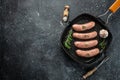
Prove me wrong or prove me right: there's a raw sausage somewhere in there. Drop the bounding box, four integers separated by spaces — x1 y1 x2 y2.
76 48 100 58
72 21 95 31
74 40 98 48
73 31 97 39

> **WORK INSTRUCTIONS**
Output the data above as a two-column CSV with the header row instruction,boxes. Give each instruction text in the first column and its full answer in the second, with each field in double quotes and any line breaks replaced by spaces, and omit the pictures.

> **RESPONSE TO THE TASK**
instruction,boxes
"Prove me wrong or prove me right: there's a raw sausage somewhere in there. Drop the bounding box, four integers separated by spaces — x1 y1 x2 y2.","76 48 100 58 72 21 95 31 74 40 98 48 73 31 97 39"